--- Dataset content ---
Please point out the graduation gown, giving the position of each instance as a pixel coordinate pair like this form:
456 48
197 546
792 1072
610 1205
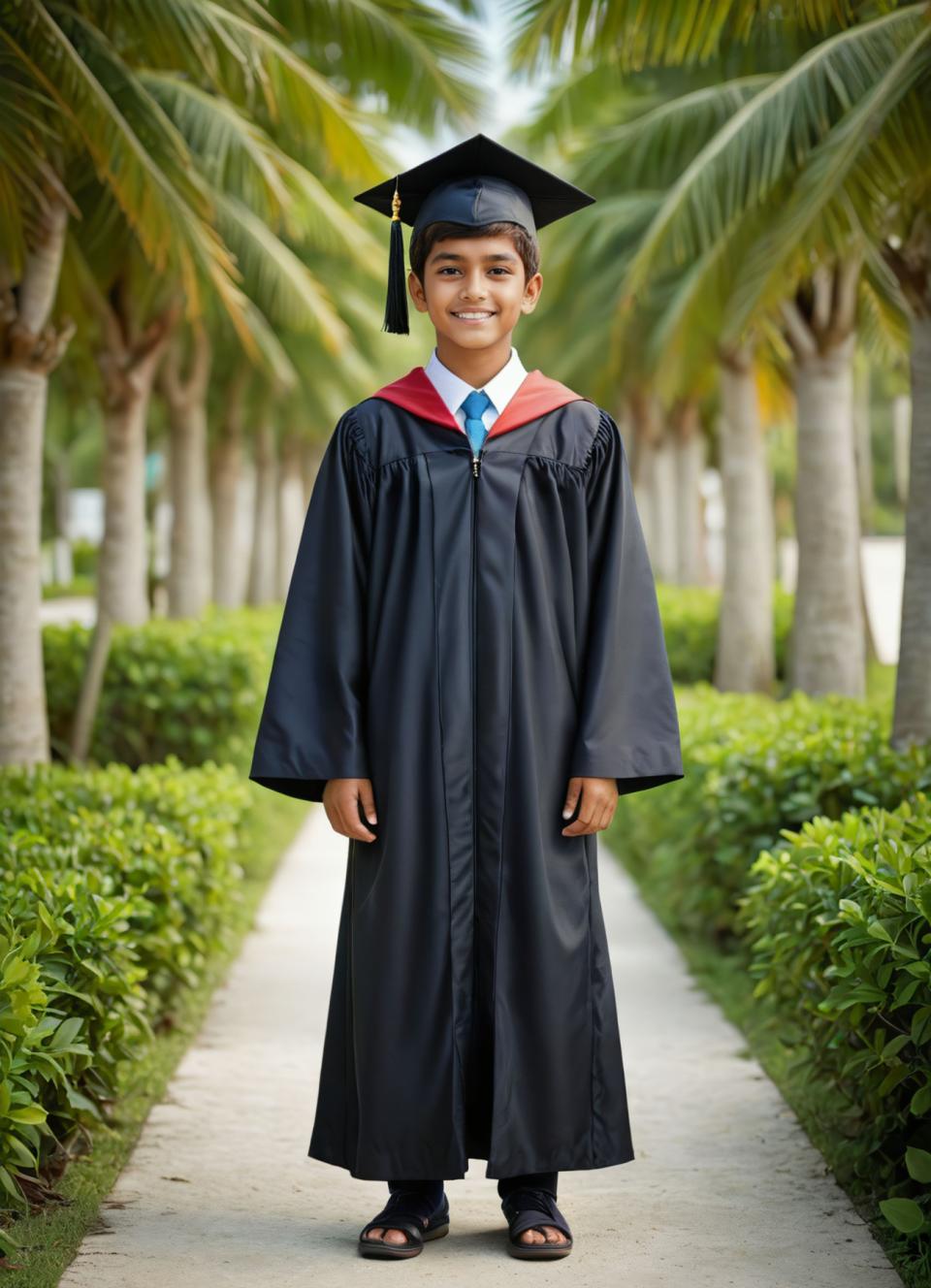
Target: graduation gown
468 636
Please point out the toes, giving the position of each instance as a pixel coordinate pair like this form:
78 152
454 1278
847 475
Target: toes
554 1236
379 1234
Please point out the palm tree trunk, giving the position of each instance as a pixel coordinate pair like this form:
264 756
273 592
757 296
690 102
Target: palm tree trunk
655 483
128 365
189 569
263 564
690 458
122 582
226 474
745 660
828 634
863 443
912 719
290 511
28 350
62 562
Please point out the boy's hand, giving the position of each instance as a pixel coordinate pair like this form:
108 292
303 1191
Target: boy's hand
344 800
597 800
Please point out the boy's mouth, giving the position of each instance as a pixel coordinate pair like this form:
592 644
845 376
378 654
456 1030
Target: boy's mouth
472 316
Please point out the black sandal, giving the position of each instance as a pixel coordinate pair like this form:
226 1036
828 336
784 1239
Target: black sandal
408 1210
532 1208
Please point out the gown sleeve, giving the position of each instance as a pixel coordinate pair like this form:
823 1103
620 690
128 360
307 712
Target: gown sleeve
627 724
313 722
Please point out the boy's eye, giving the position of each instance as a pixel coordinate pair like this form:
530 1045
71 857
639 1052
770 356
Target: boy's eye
496 268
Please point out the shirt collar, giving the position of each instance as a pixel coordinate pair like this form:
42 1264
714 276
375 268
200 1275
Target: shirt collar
452 389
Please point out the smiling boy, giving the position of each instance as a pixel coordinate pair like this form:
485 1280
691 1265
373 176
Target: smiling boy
471 644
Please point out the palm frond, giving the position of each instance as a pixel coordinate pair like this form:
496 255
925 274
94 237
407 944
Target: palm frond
849 181
274 277
662 31
417 62
652 148
773 133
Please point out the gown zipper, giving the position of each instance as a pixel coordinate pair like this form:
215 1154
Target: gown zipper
476 462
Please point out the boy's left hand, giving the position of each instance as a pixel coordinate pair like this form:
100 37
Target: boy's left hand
596 809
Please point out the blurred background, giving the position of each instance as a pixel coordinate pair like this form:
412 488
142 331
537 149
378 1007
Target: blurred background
189 298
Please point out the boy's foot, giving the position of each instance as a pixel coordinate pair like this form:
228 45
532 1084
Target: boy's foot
536 1228
416 1225
542 1234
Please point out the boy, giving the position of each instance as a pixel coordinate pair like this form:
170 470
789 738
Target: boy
470 644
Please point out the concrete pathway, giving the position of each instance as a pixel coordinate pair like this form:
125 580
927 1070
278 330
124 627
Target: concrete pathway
725 1188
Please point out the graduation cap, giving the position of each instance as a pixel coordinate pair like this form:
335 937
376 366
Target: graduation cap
476 181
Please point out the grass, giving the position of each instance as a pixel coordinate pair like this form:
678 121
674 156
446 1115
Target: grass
50 1238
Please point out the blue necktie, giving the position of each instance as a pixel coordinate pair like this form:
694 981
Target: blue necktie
472 404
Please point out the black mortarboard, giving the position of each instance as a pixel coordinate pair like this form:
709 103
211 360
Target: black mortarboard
476 181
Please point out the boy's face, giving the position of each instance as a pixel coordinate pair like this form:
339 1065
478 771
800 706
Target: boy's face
474 275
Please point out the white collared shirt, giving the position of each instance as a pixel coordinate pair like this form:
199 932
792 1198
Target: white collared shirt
452 389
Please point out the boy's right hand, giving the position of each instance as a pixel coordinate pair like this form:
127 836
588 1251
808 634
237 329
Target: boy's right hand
345 801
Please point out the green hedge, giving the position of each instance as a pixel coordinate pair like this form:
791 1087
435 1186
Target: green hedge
753 768
188 688
690 617
114 890
839 922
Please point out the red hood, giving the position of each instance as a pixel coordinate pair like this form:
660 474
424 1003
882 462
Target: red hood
534 397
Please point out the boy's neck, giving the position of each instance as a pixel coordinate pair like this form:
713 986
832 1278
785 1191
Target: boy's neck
475 366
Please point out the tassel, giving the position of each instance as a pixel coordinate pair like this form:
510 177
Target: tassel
396 305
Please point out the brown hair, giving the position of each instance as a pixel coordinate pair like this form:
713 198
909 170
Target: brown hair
526 244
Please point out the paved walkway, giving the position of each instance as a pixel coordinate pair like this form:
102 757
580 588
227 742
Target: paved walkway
725 1188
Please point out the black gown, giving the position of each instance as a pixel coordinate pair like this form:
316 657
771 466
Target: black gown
468 636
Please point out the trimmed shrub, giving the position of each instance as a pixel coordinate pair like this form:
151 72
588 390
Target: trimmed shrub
188 688
839 922
114 888
753 768
690 617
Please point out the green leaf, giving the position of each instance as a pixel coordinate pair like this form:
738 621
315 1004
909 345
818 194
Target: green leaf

--- Problem description ---
Render all the lines above as a Markdown table with two columns, Row for the row number and Line for the line itself, skipping any blank lines. Omit the pictures.

--- Solution for this task ---
| Row | Line |
|---|---|
| 1 | Please point out the graduation gown, giving the position of each instance as a pixel coordinate pair like this form: |
| 2 | 456 48 |
| 3 | 197 546 |
| 4 | 792 1072 |
| 5 | 610 1205 |
| 6 | Target: graduation gown |
| 7 | 468 636 |
| 8 | Please point out the toes, giving the position of each instance as a pixel coordinate pair like this form: |
| 9 | 78 152 |
| 10 | 454 1278 |
| 11 | 847 475 |
| 12 | Target: toes |
| 13 | 554 1236 |
| 14 | 379 1234 |
| 15 | Please point out the palm tree trunk, giving the position of each instance as a pixel coordinate pair like this form: |
| 16 | 264 756 |
| 17 | 273 592 |
| 18 | 757 296 |
| 19 | 690 102 |
| 20 | Target: palm tree trunk |
| 21 | 655 483 |
| 22 | 128 365 |
| 23 | 189 569 |
| 24 | 263 564 |
| 25 | 690 458 |
| 26 | 122 582 |
| 27 | 226 474 |
| 28 | 745 660 |
| 29 | 828 634 |
| 30 | 863 443 |
| 31 | 912 719 |
| 32 | 290 511 |
| 33 | 28 350 |
| 34 | 62 562 |
| 35 | Please point out the boy's hand, giving the position of each instance as a pixel coordinate pair like this form: |
| 36 | 108 292 |
| 37 | 303 1191 |
| 38 | Target: boy's hand |
| 39 | 344 800 |
| 40 | 597 800 |
| 41 | Please point out the boy's mouth, giving the position of each instance as a pixel coordinate pair like this form: |
| 42 | 592 644 |
| 43 | 845 376 |
| 44 | 378 654 |
| 45 | 456 1030 |
| 46 | Target: boy's mouth |
| 47 | 472 316 |
| 48 | Please point out the black sandal, giving the position of each instance as a pixel coordinate pair like this form: |
| 49 | 226 1036 |
| 50 | 828 336 |
| 51 | 784 1239 |
| 52 | Target: black sandal |
| 53 | 408 1210 |
| 54 | 532 1208 |
| 55 | Please point out the gown sleeve, giving the position of each instance as a pixel coordinate pair like this form: |
| 56 | 823 1103 |
| 57 | 620 690 |
| 58 | 128 360 |
| 59 | 307 712 |
| 60 | Target: gown sleeve |
| 61 | 627 724 |
| 62 | 313 722 |
| 63 | Please point out the boy's eye, giving the position of each instance as a pixel coordinate pair like this form: |
| 64 | 530 1045 |
| 65 | 71 857 |
| 66 | 639 1052 |
| 67 | 770 356 |
| 68 | Target: boy's eye |
| 69 | 496 268 |
| 70 | Please point out the shirt collar, giving the position of each instance as a pixel coordinate pair like this form: |
| 71 | 42 1264 |
| 72 | 714 276 |
| 73 | 375 268 |
| 74 | 200 1275 |
| 75 | Target: shirt collar |
| 76 | 452 389 |
| 77 | Please point out the smiling boy, giving the position of each instance as a pixel coordinate pair like this form: |
| 78 | 485 1280 |
| 79 | 691 1265 |
| 80 | 373 176 |
| 81 | Target: smiling boy |
| 82 | 471 644 |
| 83 | Please point out the palm frond, giving the position of each instance as a pixel coordinate pair like this form: |
| 84 | 496 255 |
| 85 | 925 274 |
| 86 | 94 237 |
| 87 | 407 944 |
| 88 | Target: palm frond |
| 89 | 849 181 |
| 90 | 274 277 |
| 91 | 662 31 |
| 92 | 417 62 |
| 93 | 652 148 |
| 94 | 773 133 |
| 95 | Please point out the gown zipper, giving the position of each instance as a pixel coordinate pair like this form: |
| 96 | 215 1154 |
| 97 | Target: gown zipper |
| 98 | 476 462 |
| 99 | Please point out the boy's left hand, giving the position of each instance as a pixel coordinate pair like this form: |
| 100 | 100 37 |
| 101 | Target: boy's left hand |
| 102 | 596 809 |
| 103 | Please point out the blurred background, giving the position of each instance as a pixel coordinate pair like this form: |
| 104 | 412 488 |
| 105 | 142 331 |
| 106 | 537 149 |
| 107 | 378 1007 |
| 108 | Target: blurred background |
| 109 | 189 298 |
| 110 | Please point out the boy's foot, giving the position of each instance as a pixel coordinate pair like this form: |
| 111 | 228 45 |
| 112 | 532 1084 |
| 113 | Target: boy's foot |
| 114 | 536 1228 |
| 115 | 416 1225 |
| 116 | 542 1234 |
| 117 | Please point out the boy, giving the position of each instance as a pixel coordinate pair like this form: |
| 118 | 170 470 |
| 119 | 789 738 |
| 120 | Target: boy |
| 121 | 470 644 |
| 122 | Please point out the concrete pathway, giving the position of each instance as a pixel coordinate pair like this form: |
| 123 | 125 580 |
| 124 | 927 1070 |
| 125 | 278 330 |
| 126 | 124 627 |
| 127 | Target: concrete pathway |
| 128 | 725 1188 |
| 129 | Please point out the graduation cap, giving the position of each instance as a pixel coordinate pair like this form: |
| 130 | 335 937 |
| 131 | 376 366 |
| 132 | Target: graduation cap |
| 133 | 476 181 |
| 134 | Please point out the grass, giving the position of each instance as a pixel coordinate pair like this form: |
| 135 | 678 121 |
| 136 | 674 156 |
| 137 | 446 1115 |
| 138 | Target: grass |
| 139 | 50 1238 |
| 140 | Please point out the blue necktie, giving the position of each instance as a pixel coordinate pair like this form: |
| 141 | 694 981 |
| 142 | Target: blue necktie |
| 143 | 472 404 |
| 144 | Please point out the black mortarboard, giving the position of each instance as a pixel coordinate pair like this form: |
| 145 | 709 103 |
| 146 | 211 360 |
| 147 | Target: black mortarboard |
| 148 | 476 181 |
| 149 | Please point out the boy's face, giving the position of each instance as a pixel coordinate pair like this form: |
| 150 | 339 1065 |
| 151 | 478 771 |
| 152 | 800 706 |
| 153 | Target: boy's face |
| 154 | 474 275 |
| 155 | Please point out the white collared shirt, giving the position of each instance as a pixel coordinate pair like this form: |
| 156 | 199 932 |
| 157 | 792 1198 |
| 158 | Target: white collared shirt |
| 159 | 452 389 |
| 160 | Please point out the boy's right hand, giving the position of each instance as a pixel coordinate pair like this form: |
| 161 | 127 836 |
| 162 | 588 1251 |
| 163 | 808 634 |
| 164 | 237 329 |
| 165 | Target: boy's right hand |
| 166 | 345 801 |
| 167 | Please point out the green hedge, giving the position of each instance as a pixel coordinate pair like this form: |
| 168 | 791 1087 |
| 169 | 435 1186 |
| 170 | Target: green hedge |
| 171 | 753 768 |
| 172 | 188 688 |
| 173 | 690 617 |
| 174 | 114 890 |
| 175 | 839 922 |
| 176 | Please point out the red hood, giving the position of each instance as a pixel coordinate pair like this form: |
| 177 | 660 474 |
| 178 | 424 1003 |
| 179 | 882 462 |
| 180 | Target: red hood |
| 181 | 534 397 |
| 182 | Please point out the boy's neck, giving the position of each instance as a pixel coordinate pair like this form: |
| 183 | 713 986 |
| 184 | 832 1278 |
| 185 | 785 1191 |
| 186 | Target: boy's neck |
| 187 | 475 366 |
| 188 | Please point out the tassel, giving the position of each instance as a pixel coordinate pair like this form: |
| 189 | 510 177 |
| 190 | Target: tassel |
| 191 | 396 305 |
| 192 | Please point out the brown hair, giving the position of each instance as a pixel coordinate pair like this form: |
| 193 | 713 198 |
| 194 | 909 170 |
| 195 | Target: brown hair |
| 196 | 526 244 |
| 197 | Please point out the paved walkway, giving the position of each instance as a pixel coordinate pair like this form: |
| 198 | 102 757 |
| 199 | 580 588 |
| 200 | 227 742 |
| 201 | Target: paved walkway |
| 202 | 725 1188 |
| 203 | Please point out the black gown, giving the position of each instance as a pixel coordinate pair like this form: |
| 204 | 316 657 |
| 205 | 771 466 |
| 206 | Target: black gown |
| 207 | 468 636 |
| 208 | Please point out the trimmed shrub, giving the position of each instance as a pixel coordinate pair like this form: |
| 209 | 151 72 |
| 210 | 588 390 |
| 211 | Target: trimmed shrub |
| 212 | 188 688 |
| 213 | 839 922 |
| 214 | 114 888 |
| 215 | 753 768 |
| 216 | 690 617 |
| 217 | Please point out the green leaf, giving the position of each instance as a pixel coordinate pair like this form: |
| 218 | 738 621 |
| 219 | 315 1004 |
| 220 | 909 345 |
| 221 | 818 194 |
| 222 | Target: green leaf |